Task description: The full set of records must be set down verbatim.

==== Information

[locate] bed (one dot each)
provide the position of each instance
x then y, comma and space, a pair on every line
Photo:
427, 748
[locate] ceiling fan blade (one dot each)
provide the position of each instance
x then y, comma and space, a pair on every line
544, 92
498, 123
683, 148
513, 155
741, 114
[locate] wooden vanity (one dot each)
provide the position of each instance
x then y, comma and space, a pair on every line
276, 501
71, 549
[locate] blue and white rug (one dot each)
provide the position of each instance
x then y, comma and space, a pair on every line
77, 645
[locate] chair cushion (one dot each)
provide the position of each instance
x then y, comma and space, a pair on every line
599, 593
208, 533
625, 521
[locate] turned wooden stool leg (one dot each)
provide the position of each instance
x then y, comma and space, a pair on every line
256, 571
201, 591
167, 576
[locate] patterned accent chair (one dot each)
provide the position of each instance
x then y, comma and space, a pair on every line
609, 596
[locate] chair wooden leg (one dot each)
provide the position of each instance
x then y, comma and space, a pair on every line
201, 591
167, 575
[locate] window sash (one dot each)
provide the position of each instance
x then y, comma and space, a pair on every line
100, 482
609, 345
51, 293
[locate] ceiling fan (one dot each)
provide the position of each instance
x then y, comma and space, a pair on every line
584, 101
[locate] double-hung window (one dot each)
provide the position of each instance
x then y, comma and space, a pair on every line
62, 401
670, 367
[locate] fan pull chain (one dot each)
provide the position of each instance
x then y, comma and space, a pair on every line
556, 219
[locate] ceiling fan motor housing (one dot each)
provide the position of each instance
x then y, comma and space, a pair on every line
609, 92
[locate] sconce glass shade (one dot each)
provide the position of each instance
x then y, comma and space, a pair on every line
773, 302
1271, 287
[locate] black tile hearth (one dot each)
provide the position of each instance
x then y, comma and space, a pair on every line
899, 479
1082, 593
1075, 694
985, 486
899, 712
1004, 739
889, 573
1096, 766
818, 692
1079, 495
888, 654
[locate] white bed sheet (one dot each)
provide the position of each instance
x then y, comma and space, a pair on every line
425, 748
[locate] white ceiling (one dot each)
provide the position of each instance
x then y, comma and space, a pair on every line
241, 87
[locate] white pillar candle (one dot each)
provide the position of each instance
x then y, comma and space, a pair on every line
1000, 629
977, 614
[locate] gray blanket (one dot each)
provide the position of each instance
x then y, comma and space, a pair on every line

========

Task solution:
[locate] bed (one dot each)
provide the position of each instance
x then y, comma and space, a pair on every line
Photo:
427, 748
[locate] ceiling fan blade (one dot each)
provide the position of each instance
x then y, comma and space, a pair on every line
544, 92
498, 123
683, 148
513, 155
741, 114
[locate] wooden vanity (one dot each)
provide the position of each instance
x then y, comma and space, a pair on every line
276, 501
71, 549
[locate] blue and white rug (one dot each)
provide the position of each instance
x then y, comma and space, a pair on every line
77, 645
[locate] chair cushion (one dot each)
provide the position of each instance
x then y, comma and space, a pair on every line
599, 593
208, 533
625, 521
[locate] turned wooden stool leg (one dot each)
provide the position of each instance
x then y, comma and space, a pair on every line
256, 571
201, 591
167, 576
[locate] patterned accent chair (one dot each)
provide the position of each instance
x then y, comma and space, a pair on every line
609, 596
[locate] chair wooden leg (one dot each)
provide the position of each instance
x then y, comma and space, a pair on every line
201, 591
167, 575
[locate] window sash (one dot each)
provide the position of each instance
x then y, comma and space, a pair on every line
100, 482
609, 345
51, 293
[locate] ceiling fan (one dot each)
provide the position of each instance
x then y, comma and space, a pair on every line
584, 101
[locate] double-hung window (one dot each)
provide the position of each instance
x then y, comma and space, a pair on every line
62, 401
670, 367
[locate] fan pull chain (one dot each)
provide the position of each instance
x then y, comma and space, a pair on every line
556, 219
[locate] ceiling fan motor housing (one dot each)
provide the position of each instance
x then y, comma and space, a pair on every line
609, 92
[locate] sconce glass shade (one dot each)
provide the position of each instance
x then y, comma and space, a pair on every line
773, 302
1271, 287
[locate] black tile hearth (one dot each)
provide the position of each instance
x then y, comma and space, a pair on every line
899, 479
1082, 593
1075, 694
985, 486
899, 712
1004, 739
889, 573
1096, 766
818, 692
1079, 495
888, 654
[locate] white bed sheet (one dot each)
provide the position of each instance
x then y, comma and space, a pair on every line
425, 748
[locate] white ceiling (one dot each)
provide the position of each instance
x then y, comma and space, a pair on every line
241, 87
[locate] white pillar candle (one dot each)
provide the position of each instance
x then y, comma and space, a pair on every line
1000, 629
977, 614
[locate] gray blanket (one dot each)
provide the position of each instance
x then y, comma and space, a pair on every line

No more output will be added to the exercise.